* **Exercise objective**
Could you give back every record below word for word, leaving out the pictures?

--- Input data ---

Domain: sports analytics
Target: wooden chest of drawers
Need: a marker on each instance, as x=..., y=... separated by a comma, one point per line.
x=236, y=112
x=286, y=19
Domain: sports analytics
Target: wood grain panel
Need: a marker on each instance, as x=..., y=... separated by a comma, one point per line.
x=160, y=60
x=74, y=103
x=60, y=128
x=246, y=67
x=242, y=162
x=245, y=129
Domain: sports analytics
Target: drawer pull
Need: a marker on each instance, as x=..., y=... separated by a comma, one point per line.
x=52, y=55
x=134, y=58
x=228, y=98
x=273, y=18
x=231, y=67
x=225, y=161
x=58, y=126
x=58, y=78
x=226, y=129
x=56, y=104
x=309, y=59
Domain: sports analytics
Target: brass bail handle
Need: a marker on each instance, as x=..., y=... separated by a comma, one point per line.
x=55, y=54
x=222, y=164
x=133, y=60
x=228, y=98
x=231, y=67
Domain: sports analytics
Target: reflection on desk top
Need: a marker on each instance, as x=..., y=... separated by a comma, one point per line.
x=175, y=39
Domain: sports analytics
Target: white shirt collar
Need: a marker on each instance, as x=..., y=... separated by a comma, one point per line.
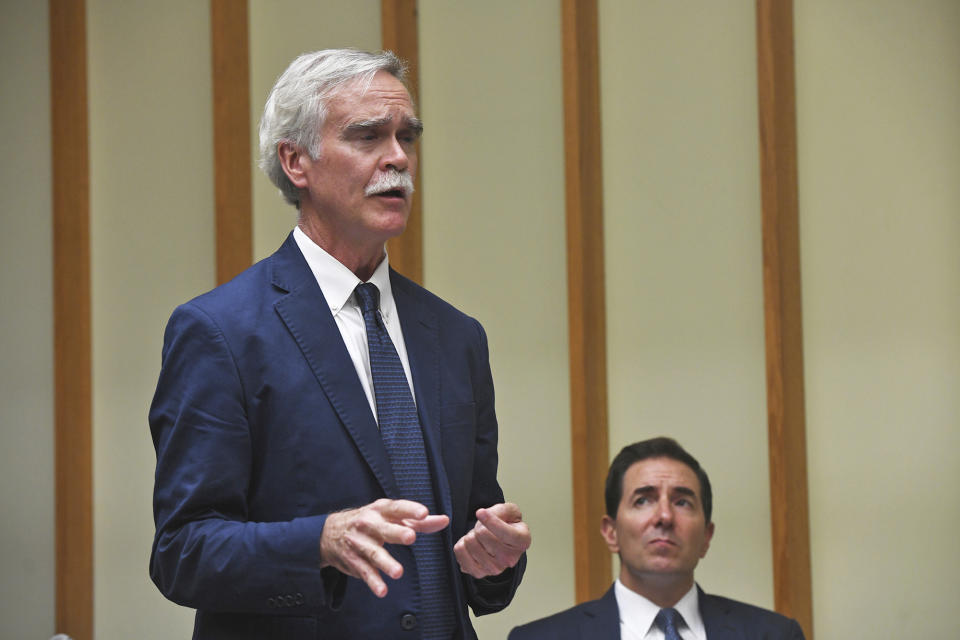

---

* **Worked answer**
Domain: sports analytics
Target: wooden chest of drawers
Need: a marker on each instance, as x=..., y=... separated by a comma, one point per line.
x=236, y=112
x=286, y=19
Domain: sports analytics
Target: wood grain panel
Need: a marker on each instance, as x=..., y=... separated by a comma, one point per line.
x=160, y=60
x=74, y=103
x=60, y=128
x=246, y=67
x=242, y=162
x=245, y=129
Domain: sports analytics
Target: drawer pull
Need: a marker on each instance, as x=..., y=... separated by a comma, one point per line.
x=52, y=55
x=134, y=58
x=228, y=98
x=273, y=18
x=231, y=67
x=225, y=161
x=58, y=126
x=58, y=78
x=226, y=129
x=56, y=104
x=309, y=59
Domain: sports analytics
Target: brass bail handle
Need: a marker on each instance, as x=..., y=... separated by a comma, one point per line.
x=55, y=54
x=222, y=164
x=133, y=60
x=228, y=98
x=231, y=67
Domain: sports analytics
Target: reflection on desk top
Need: a marker on each instance, as x=..., y=... separated by a comma, one point per line.
x=175, y=39
Domain: sports analytics
Target: white shirt collar
Need: a marker on each instance, as x=..., y=... separated by a comma, one point per line.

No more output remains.